* [Task to complete]
In the records below, replace every "locate" with "find" and change nothing else. Give the lines again without the pictures.

* [Given entries]
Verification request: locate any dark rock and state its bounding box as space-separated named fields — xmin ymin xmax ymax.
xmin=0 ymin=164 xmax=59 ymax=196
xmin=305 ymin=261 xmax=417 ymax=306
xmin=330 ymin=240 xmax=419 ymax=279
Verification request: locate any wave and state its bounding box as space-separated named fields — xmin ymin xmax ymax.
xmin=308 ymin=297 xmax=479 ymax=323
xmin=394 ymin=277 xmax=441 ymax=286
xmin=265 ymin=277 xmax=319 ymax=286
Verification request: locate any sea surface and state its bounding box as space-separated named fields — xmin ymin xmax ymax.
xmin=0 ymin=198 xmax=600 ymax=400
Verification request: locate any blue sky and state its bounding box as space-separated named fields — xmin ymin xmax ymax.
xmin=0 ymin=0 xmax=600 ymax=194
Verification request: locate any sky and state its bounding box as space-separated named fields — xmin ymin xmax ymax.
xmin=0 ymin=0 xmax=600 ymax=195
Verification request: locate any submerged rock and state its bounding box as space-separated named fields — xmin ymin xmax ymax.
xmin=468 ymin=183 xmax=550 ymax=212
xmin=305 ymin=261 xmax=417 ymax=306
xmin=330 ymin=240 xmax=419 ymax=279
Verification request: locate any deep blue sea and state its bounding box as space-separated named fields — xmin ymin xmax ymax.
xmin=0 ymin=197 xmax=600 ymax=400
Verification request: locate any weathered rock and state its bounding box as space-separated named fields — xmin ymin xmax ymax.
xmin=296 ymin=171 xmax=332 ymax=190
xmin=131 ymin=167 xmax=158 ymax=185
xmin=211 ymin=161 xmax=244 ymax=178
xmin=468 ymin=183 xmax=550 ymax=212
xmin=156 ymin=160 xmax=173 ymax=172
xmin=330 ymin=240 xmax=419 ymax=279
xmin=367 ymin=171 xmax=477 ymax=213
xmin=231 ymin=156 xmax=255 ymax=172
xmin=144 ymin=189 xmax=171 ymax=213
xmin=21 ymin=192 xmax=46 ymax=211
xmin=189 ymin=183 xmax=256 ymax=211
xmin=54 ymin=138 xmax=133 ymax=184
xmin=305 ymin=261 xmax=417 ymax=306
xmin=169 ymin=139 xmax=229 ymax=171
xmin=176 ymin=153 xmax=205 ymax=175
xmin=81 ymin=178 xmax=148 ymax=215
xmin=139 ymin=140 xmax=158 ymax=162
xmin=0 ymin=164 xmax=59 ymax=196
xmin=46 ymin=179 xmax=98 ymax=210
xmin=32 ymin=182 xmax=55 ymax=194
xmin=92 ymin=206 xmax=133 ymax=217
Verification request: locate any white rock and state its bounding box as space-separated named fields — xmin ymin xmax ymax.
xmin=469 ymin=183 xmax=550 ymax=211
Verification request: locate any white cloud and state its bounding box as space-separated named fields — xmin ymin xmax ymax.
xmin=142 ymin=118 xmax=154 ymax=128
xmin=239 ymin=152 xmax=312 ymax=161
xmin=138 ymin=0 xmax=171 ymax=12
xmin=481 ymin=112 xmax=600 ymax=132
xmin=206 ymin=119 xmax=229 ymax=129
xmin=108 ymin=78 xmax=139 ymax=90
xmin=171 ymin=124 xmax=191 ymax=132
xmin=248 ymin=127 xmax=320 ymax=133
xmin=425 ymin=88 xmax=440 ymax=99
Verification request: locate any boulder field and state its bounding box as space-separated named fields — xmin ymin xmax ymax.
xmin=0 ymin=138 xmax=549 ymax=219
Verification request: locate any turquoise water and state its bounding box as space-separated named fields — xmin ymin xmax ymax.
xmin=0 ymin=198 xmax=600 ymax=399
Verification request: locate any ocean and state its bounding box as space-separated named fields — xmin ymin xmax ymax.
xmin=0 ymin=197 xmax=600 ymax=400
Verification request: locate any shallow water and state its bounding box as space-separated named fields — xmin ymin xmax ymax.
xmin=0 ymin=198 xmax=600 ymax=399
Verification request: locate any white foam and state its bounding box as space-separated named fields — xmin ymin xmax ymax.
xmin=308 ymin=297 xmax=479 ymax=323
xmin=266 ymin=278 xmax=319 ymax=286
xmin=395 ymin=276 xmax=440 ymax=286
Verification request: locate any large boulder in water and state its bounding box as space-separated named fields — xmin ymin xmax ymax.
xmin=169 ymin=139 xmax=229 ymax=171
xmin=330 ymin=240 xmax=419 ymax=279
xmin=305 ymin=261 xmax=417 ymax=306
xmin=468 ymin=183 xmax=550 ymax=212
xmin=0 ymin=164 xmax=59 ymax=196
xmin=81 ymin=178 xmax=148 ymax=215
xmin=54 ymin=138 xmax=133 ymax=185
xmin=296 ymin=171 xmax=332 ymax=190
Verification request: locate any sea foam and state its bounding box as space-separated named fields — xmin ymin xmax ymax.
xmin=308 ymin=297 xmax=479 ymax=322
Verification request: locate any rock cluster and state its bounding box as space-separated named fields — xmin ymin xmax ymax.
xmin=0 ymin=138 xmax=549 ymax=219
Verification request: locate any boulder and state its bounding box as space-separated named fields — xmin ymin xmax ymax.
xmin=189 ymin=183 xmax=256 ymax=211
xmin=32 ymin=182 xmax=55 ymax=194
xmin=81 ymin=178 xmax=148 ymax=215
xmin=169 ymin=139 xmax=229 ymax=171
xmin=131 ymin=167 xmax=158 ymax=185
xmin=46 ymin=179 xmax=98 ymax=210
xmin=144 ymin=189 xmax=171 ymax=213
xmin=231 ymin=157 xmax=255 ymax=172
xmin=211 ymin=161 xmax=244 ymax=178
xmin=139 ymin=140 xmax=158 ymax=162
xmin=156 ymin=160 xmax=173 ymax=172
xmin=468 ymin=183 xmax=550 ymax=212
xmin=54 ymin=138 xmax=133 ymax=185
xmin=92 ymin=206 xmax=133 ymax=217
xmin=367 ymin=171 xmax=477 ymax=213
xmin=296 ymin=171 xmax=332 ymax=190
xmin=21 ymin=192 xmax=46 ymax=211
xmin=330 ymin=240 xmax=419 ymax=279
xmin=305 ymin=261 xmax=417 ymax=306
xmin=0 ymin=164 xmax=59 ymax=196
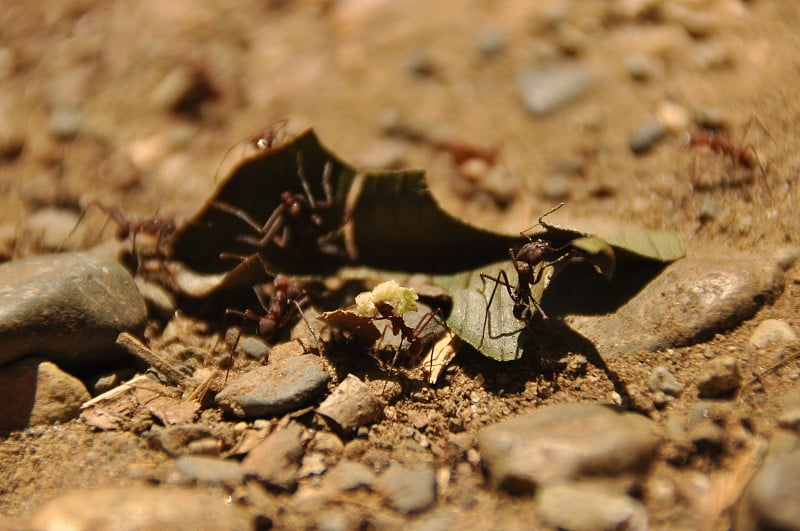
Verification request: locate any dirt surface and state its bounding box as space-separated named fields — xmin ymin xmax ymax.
xmin=0 ymin=0 xmax=800 ymax=529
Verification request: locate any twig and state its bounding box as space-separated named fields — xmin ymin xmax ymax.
xmin=117 ymin=332 xmax=184 ymax=387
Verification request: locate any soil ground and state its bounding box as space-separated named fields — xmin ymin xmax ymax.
xmin=0 ymin=0 xmax=800 ymax=529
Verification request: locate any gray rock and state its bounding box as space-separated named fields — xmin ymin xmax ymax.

* [Exercise response]
Verification request: find any dark rock and state its bounding box as space-separated named fields — xmin ymin xmax ymax.
xmin=0 ymin=164 xmax=59 ymax=196
xmin=305 ymin=261 xmax=417 ymax=306
xmin=330 ymin=240 xmax=419 ymax=279
Verification request: find any wave and state its bounding box as space-separated named fields — xmin ymin xmax ymax.
xmin=308 ymin=297 xmax=479 ymax=323
xmin=394 ymin=277 xmax=441 ymax=286
xmin=265 ymin=277 xmax=319 ymax=286
Verification request: find any sea surface and state its bounding box as space-separated named fields — xmin ymin xmax ymax.
xmin=0 ymin=198 xmax=600 ymax=400
Verification request: find any blue sky and state its bounding box as space-separated named fields — xmin ymin xmax ymax.
xmin=0 ymin=0 xmax=600 ymax=194
Verification request: find any sky and state its bounding box as space-separated named fields — xmin ymin xmax ymax.
xmin=0 ymin=0 xmax=600 ymax=195
Verification request: find any submerged rock and state its bounding box as space-separated named fields — xmin ymin xmax ymax.
xmin=468 ymin=183 xmax=550 ymax=212
xmin=305 ymin=261 xmax=417 ymax=306
xmin=330 ymin=240 xmax=419 ymax=279
Verification request: find any deep blue sea and state its bounding box as space-separated named fields — xmin ymin xmax ymax.
xmin=0 ymin=197 xmax=600 ymax=400
Verification request: find any weathered rock and state its bounding box as space-separated named fields — xmin ymin xmax ymax.
xmin=296 ymin=171 xmax=332 ymax=190
xmin=131 ymin=167 xmax=158 ymax=185
xmin=211 ymin=161 xmax=244 ymax=178
xmin=468 ymin=183 xmax=550 ymax=212
xmin=156 ymin=160 xmax=173 ymax=172
xmin=330 ymin=240 xmax=419 ymax=279
xmin=367 ymin=171 xmax=477 ymax=213
xmin=231 ymin=156 xmax=255 ymax=172
xmin=144 ymin=189 xmax=171 ymax=213
xmin=21 ymin=192 xmax=46 ymax=211
xmin=189 ymin=183 xmax=256 ymax=211
xmin=54 ymin=138 xmax=133 ymax=184
xmin=305 ymin=261 xmax=417 ymax=306
xmin=169 ymin=139 xmax=229 ymax=171
xmin=176 ymin=153 xmax=205 ymax=175
xmin=81 ymin=178 xmax=148 ymax=215
xmin=139 ymin=140 xmax=158 ymax=162
xmin=0 ymin=164 xmax=59 ymax=196
xmin=46 ymin=179 xmax=98 ymax=210
xmin=32 ymin=182 xmax=55 ymax=194
xmin=92 ymin=206 xmax=133 ymax=217
Verification request: find any white rock and state its bounding box as space-separated named fields — xmin ymin xmax ymax.
xmin=469 ymin=183 xmax=550 ymax=211
Verification request: find any white cloud and state its bounding box as space-separated named fields — xmin ymin xmax ymax.
xmin=142 ymin=118 xmax=154 ymax=128
xmin=239 ymin=152 xmax=312 ymax=161
xmin=138 ymin=0 xmax=171 ymax=12
xmin=481 ymin=112 xmax=600 ymax=132
xmin=206 ymin=119 xmax=229 ymax=129
xmin=108 ymin=78 xmax=139 ymax=90
xmin=171 ymin=124 xmax=191 ymax=132
xmin=248 ymin=127 xmax=320 ymax=133
xmin=425 ymin=88 xmax=440 ymax=99
Verification request: find any boulder field and state its bounding box as space-separated named fields — xmin ymin xmax ymax.
xmin=0 ymin=138 xmax=549 ymax=219
Verification request: find any turquoise water and state its bounding box as space-separated named fields — xmin ymin xmax ymax.
xmin=0 ymin=198 xmax=600 ymax=399
Verification request: find any ocean and state its bounding box as space-separated named fields — xmin ymin xmax ymax.
xmin=0 ymin=197 xmax=600 ymax=400
Verification request: find any shallow water and state its bounding box as space-separated named fields — xmin ymin xmax ymax.
xmin=0 ymin=198 xmax=600 ymax=399
Verification request: find any white foam and state its bounding box as space-separated named fields — xmin ymin xmax ymax.
xmin=308 ymin=297 xmax=479 ymax=323
xmin=266 ymin=278 xmax=319 ymax=286
xmin=395 ymin=276 xmax=440 ymax=286
Verification request: find any large boulder in water and state its bounding box as space-separated named fields — xmin ymin xmax ymax.
xmin=169 ymin=139 xmax=229 ymax=171
xmin=330 ymin=240 xmax=419 ymax=279
xmin=305 ymin=261 xmax=417 ymax=306
xmin=468 ymin=183 xmax=550 ymax=212
xmin=0 ymin=164 xmax=59 ymax=196
xmin=81 ymin=178 xmax=148 ymax=215
xmin=54 ymin=138 xmax=133 ymax=185
xmin=296 ymin=171 xmax=332 ymax=190
Verification request: find any sea foam and state its bounding box as space-separated named fields — xmin ymin xmax ymax.
xmin=308 ymin=297 xmax=479 ymax=322
Verification request: find any rock cluster and state its bounding box as space-separated named fields — xmin ymin xmax ymax.
xmin=0 ymin=138 xmax=549 ymax=219
Verification request: find any boulder and state its bounding box as space-separated named fields — xmin ymin xmax ymax.
xmin=189 ymin=183 xmax=256 ymax=211
xmin=32 ymin=182 xmax=55 ymax=194
xmin=81 ymin=178 xmax=148 ymax=215
xmin=169 ymin=139 xmax=229 ymax=171
xmin=131 ymin=167 xmax=158 ymax=185
xmin=46 ymin=179 xmax=98 ymax=210
xmin=144 ymin=189 xmax=171 ymax=213
xmin=231 ymin=157 xmax=255 ymax=172
xmin=211 ymin=161 xmax=244 ymax=178
xmin=139 ymin=140 xmax=158 ymax=162
xmin=156 ymin=160 xmax=173 ymax=172
xmin=468 ymin=183 xmax=550 ymax=212
xmin=54 ymin=138 xmax=133 ymax=185
xmin=92 ymin=206 xmax=133 ymax=217
xmin=367 ymin=171 xmax=477 ymax=213
xmin=296 ymin=171 xmax=332 ymax=190
xmin=21 ymin=192 xmax=46 ymax=211
xmin=330 ymin=240 xmax=419 ymax=279
xmin=305 ymin=261 xmax=417 ymax=306
xmin=0 ymin=164 xmax=59 ymax=196
Verification request: find any dirt surface and state its bounding box as space-separated named fields — xmin ymin xmax ymax.
xmin=0 ymin=0 xmax=800 ymax=529
Verification request: find any twig and state its bounding box as space-separated named fields — xmin ymin xmax ymax.
xmin=117 ymin=332 xmax=184 ymax=387
Verification request: find any soil ground and state its bounding box as space-separated named fields — xmin ymin xmax ymax.
xmin=0 ymin=0 xmax=800 ymax=529
Verification request: find any gray rock and state its bounding box as space-separated named fields — xmin ymin xmax ymax.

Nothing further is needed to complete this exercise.